** Start of PROVIDED RECORDS **

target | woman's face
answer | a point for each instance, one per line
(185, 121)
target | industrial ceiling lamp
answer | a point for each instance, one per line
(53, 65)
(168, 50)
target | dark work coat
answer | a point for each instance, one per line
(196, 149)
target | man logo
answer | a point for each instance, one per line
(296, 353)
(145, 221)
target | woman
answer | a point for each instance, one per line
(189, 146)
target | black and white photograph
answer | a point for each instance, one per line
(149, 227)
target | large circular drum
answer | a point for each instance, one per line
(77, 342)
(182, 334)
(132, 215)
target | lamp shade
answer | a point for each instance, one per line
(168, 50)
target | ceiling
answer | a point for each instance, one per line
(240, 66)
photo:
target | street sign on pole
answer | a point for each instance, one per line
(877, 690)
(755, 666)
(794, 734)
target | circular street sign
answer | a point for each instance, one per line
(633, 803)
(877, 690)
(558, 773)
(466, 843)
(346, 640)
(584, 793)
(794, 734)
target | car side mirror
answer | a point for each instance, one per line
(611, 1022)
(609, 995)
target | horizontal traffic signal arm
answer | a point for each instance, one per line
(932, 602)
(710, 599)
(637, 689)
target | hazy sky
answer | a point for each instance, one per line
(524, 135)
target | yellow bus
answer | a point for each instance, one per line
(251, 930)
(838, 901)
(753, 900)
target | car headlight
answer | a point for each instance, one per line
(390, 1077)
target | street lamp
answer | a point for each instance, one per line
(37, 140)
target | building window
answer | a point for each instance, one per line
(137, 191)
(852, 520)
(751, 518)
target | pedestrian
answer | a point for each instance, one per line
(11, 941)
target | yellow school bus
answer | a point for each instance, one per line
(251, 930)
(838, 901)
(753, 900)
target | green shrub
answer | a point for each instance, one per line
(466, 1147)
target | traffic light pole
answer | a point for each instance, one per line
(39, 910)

** End of PROVIDED RECORDS **

-- THE EXERCISE --
Copy every line above word for word, in the same order.

-- TASK RESULT --
target | woman's face
answer | a point for each instance, one per line
(185, 121)
target | industrial ceiling lamp
answer | a point for each instance, one per line
(53, 65)
(168, 50)
target | dark work coat
answer | a point for each instance, one per line
(196, 149)
target | man logo
answer | a point for each instance, one per line
(296, 353)
(145, 221)
target | woman
answer | a point for each instance, one per line
(189, 146)
target | black and white photograph
answer | a point for each instance, one per line
(149, 227)
target | large circular drum
answer | a point for each instance, one per line
(77, 342)
(182, 334)
(132, 215)
target | lamp shade
answer | a point for each instance, one per line
(168, 50)
target | ceiling
answer | a point for each instance, one per line
(240, 66)
photo:
target | street sign on pole
answer | a point for each instance, one per line
(877, 690)
(755, 666)
(794, 734)
target | circular street sign
answer | a point for each instance, one per line
(633, 803)
(877, 690)
(558, 773)
(466, 843)
(346, 640)
(584, 793)
(794, 734)
target | car side mirror
answer | a point for each instance, one per line
(611, 1022)
(609, 995)
target | horizontal traffic signal arm
answer | a point for each instance, one per line
(932, 602)
(710, 599)
(637, 689)
target | hazy sky
answer | a point for each instance, one per line
(524, 135)
target | yellow bus
answer | a point for each instance, one per line
(251, 930)
(838, 901)
(753, 900)
target | car headlight
answer | a point for each instance, one per line
(390, 1077)
target | street lamp
answer | a point for each instance, one per line
(37, 140)
target | building window
answer | a point for each instance, one per line
(137, 191)
(852, 520)
(751, 518)
target | pedestrian
answer | a point for each instance, one per line
(11, 941)
target | yellow school bus
answer | a point for each instance, one per line
(251, 930)
(838, 901)
(753, 900)
target | green shrub
answer | a point for each instance, one per line
(466, 1147)
target | traffic light pole
answer | a point for each instance, one per line
(39, 910)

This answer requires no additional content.